WORKING DATA section start

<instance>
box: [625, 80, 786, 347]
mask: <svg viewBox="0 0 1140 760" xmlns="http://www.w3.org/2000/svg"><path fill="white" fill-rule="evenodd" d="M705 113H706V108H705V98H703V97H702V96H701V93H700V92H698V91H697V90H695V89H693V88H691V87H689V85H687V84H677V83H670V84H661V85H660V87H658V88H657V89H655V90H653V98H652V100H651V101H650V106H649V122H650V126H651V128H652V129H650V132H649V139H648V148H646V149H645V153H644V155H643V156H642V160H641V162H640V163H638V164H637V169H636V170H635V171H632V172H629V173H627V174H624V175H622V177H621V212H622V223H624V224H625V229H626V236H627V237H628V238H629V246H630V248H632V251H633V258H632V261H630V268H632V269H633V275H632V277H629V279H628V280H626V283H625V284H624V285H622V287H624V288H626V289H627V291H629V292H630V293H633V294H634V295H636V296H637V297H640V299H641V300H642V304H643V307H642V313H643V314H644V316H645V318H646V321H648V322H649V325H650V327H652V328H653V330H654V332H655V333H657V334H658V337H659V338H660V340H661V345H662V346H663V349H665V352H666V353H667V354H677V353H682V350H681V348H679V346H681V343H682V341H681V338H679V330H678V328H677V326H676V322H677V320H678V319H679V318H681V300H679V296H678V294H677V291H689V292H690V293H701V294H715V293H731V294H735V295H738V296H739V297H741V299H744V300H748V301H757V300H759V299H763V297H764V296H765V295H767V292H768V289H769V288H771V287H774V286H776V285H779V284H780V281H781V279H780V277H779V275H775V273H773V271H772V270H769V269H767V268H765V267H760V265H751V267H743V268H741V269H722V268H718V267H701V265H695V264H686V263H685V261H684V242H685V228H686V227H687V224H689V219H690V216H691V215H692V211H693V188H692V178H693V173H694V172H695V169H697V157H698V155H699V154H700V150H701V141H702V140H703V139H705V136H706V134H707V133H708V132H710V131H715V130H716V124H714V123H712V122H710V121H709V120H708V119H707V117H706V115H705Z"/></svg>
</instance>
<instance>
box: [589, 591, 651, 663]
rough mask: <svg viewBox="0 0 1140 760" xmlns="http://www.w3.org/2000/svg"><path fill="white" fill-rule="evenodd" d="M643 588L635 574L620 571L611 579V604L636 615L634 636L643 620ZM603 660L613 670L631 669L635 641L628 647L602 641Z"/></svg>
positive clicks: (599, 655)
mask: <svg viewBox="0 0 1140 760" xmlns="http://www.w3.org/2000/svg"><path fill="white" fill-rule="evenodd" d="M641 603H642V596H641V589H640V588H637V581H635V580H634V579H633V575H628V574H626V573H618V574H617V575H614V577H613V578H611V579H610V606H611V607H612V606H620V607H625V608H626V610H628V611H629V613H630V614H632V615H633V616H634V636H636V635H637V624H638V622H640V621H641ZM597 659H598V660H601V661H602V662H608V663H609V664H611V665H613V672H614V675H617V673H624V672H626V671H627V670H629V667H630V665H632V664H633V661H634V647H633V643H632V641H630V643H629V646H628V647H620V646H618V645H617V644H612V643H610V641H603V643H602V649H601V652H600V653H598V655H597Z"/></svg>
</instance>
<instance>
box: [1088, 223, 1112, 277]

WORKING DATA section end
WORKING DATA section start

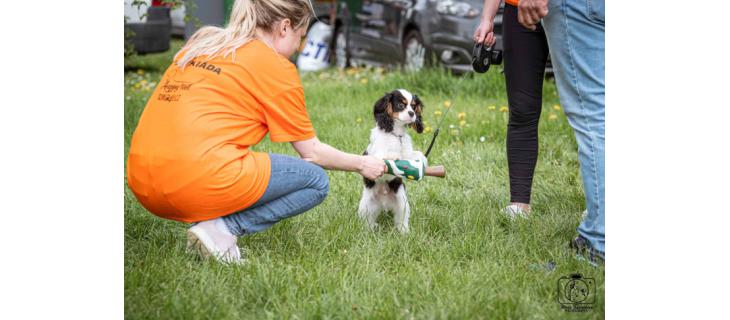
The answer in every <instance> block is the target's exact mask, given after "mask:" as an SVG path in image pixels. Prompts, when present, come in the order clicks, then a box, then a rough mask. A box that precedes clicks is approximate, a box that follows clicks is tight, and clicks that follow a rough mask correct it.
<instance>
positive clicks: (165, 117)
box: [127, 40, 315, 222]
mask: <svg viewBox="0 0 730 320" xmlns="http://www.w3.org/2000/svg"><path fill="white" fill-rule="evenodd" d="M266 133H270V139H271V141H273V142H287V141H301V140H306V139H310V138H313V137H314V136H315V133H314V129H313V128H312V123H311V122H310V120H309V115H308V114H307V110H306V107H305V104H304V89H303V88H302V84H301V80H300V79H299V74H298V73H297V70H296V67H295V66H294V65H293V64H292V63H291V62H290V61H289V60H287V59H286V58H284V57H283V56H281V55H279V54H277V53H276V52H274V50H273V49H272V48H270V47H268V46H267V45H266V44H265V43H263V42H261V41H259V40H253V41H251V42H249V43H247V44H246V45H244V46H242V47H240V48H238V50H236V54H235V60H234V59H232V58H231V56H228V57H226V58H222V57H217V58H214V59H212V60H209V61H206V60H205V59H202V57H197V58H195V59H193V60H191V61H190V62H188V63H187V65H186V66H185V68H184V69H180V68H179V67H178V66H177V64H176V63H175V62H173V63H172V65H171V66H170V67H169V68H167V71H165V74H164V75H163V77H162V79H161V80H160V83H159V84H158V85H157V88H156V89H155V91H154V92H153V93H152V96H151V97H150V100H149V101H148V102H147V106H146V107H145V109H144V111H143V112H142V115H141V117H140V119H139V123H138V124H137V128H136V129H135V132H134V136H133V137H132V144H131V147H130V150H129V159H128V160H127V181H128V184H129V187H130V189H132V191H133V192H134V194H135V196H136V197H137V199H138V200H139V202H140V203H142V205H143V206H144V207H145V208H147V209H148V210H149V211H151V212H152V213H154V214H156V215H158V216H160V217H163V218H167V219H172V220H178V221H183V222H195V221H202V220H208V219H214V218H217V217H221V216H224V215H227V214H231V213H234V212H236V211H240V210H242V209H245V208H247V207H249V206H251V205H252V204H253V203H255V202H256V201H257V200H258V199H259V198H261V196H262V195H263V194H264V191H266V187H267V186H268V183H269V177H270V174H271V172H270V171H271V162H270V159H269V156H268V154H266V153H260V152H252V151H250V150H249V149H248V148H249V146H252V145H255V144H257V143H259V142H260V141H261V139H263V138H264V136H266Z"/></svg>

WORKING DATA section end

The response must contain every line from the listing above in which the string "rough" appears.

## [THE ANSWER]
rough mask: <svg viewBox="0 0 1140 760" xmlns="http://www.w3.org/2000/svg"><path fill="white" fill-rule="evenodd" d="M643 588L635 574L620 571L611 579V604L636 615L634 636L643 620ZM603 660L613 670L631 669L635 641L628 647L602 641Z"/></svg>
The answer in every <instance> block is the target's exact mask, given after "mask:" as an SVG path in image pixels. Prompts, when present, come in the order clicks, then a box, then a rough mask. A box that precedes clicks is approximate, a box that follows clicks is tight, and clicks that follow a rough mask correct it.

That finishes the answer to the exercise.